>> START Data entries
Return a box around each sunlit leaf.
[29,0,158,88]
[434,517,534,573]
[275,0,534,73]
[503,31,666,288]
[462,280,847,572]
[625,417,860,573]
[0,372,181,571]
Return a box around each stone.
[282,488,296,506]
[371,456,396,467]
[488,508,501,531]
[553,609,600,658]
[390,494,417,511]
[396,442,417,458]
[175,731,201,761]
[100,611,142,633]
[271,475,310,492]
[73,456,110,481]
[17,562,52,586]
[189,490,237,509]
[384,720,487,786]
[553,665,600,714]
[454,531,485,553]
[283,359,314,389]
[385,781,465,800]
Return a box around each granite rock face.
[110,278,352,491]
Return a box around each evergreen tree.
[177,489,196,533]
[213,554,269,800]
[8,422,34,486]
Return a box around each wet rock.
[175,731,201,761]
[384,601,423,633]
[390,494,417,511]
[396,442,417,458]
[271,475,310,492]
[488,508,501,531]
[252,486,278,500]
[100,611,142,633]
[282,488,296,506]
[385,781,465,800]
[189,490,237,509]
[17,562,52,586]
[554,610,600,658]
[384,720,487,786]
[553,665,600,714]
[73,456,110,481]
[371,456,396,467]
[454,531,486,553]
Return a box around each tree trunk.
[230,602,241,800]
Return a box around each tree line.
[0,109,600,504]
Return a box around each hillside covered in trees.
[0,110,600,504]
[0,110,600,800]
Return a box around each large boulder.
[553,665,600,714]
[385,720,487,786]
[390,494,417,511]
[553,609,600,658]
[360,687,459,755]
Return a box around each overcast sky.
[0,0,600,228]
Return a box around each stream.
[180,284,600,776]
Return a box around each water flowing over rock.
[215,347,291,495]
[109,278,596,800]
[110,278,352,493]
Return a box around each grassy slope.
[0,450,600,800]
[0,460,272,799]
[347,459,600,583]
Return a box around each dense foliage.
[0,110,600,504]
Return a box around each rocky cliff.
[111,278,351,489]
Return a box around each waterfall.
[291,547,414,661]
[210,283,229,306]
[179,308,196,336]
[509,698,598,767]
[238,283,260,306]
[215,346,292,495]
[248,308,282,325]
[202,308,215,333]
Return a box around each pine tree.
>> END Data entries
▶ Written task
Express every row above as a JSON list of strings, with one string per line and blank lines omitted.

▶ Answer below
[
  "Return a box around each sunlit leaf.",
  "[29,0,158,88]",
  "[434,517,534,573]",
  "[275,0,534,73]",
  "[503,31,666,288]",
  "[462,280,847,572]",
  "[625,417,860,573]",
  "[0,372,181,571]",
  "Return a box around each stone.",
  "[282,488,296,506]",
  "[371,456,396,467]",
  "[488,508,501,531]",
  "[553,609,600,658]",
  "[390,494,417,511]",
  "[396,442,417,458]",
  "[175,731,201,761]",
  "[100,611,142,633]",
  "[271,475,310,492]",
  "[73,456,110,481]",
  "[17,562,52,586]",
  "[189,490,237,509]",
  "[384,720,487,786]",
  "[553,665,600,714]",
  "[454,531,485,553]",
  "[283,359,314,389]",
  "[385,781,465,800]",
  "Return a box around each granite rock face.",
  "[110,278,352,491]",
  "Return a box around each evergreen tree.",
  "[177,489,196,533]",
  "[213,554,269,800]",
  "[8,422,34,486]",
  "Return a box around each wet rock.",
  "[175,731,201,761]",
  "[384,601,423,633]",
  "[390,494,417,511]",
  "[396,442,417,458]",
  "[271,475,310,492]",
  "[488,508,501,531]",
  "[252,486,278,500]",
  "[100,611,142,633]",
  "[282,488,296,506]",
  "[385,781,465,800]",
  "[189,490,237,509]",
  "[17,562,52,586]",
  "[554,610,600,658]",
  "[384,720,487,786]",
  "[553,665,600,714]",
  "[73,456,110,481]",
  "[371,456,396,467]",
  "[454,531,486,553]",
  "Return a box around each tree trunk.",
  "[230,602,241,800]",
  "Return a box around each tree line.",
  "[0,109,600,504]",
  "Return a box around each hillside covered in trees.",
  "[0,110,600,504]",
  "[0,110,600,800]",
  "Return a box around each large boulder.",
  "[553,665,600,714]",
  "[385,720,487,786]",
  "[390,494,417,511]",
  "[553,609,600,658]",
  "[360,687,459,755]",
  "Return a box around each overcast sky.",
  "[0,0,600,228]",
  "Return a box around each stream.",
  "[180,284,600,776]",
  "Return a box around each water flowing over rock.",
  "[215,347,291,495]",
  "[109,278,596,800]",
  "[110,278,352,493]",
  "Return a box around each grassy slope.",
  "[0,450,600,800]",
  "[0,460,272,799]",
  "[347,459,600,583]",
  "Return a box around each dense foliage.",
  "[0,110,600,504]",
  "Return a box around each rocky cliff.",
  "[111,278,351,489]",
  "Return a box around each waterfall.",
  "[291,547,414,661]",
  "[210,283,229,306]",
  "[179,308,196,336]",
  "[509,698,598,767]",
  "[238,283,260,306]",
  "[215,346,292,495]",
  "[248,308,282,325]",
  "[202,308,215,333]",
  "Return a box around each pine tree."
]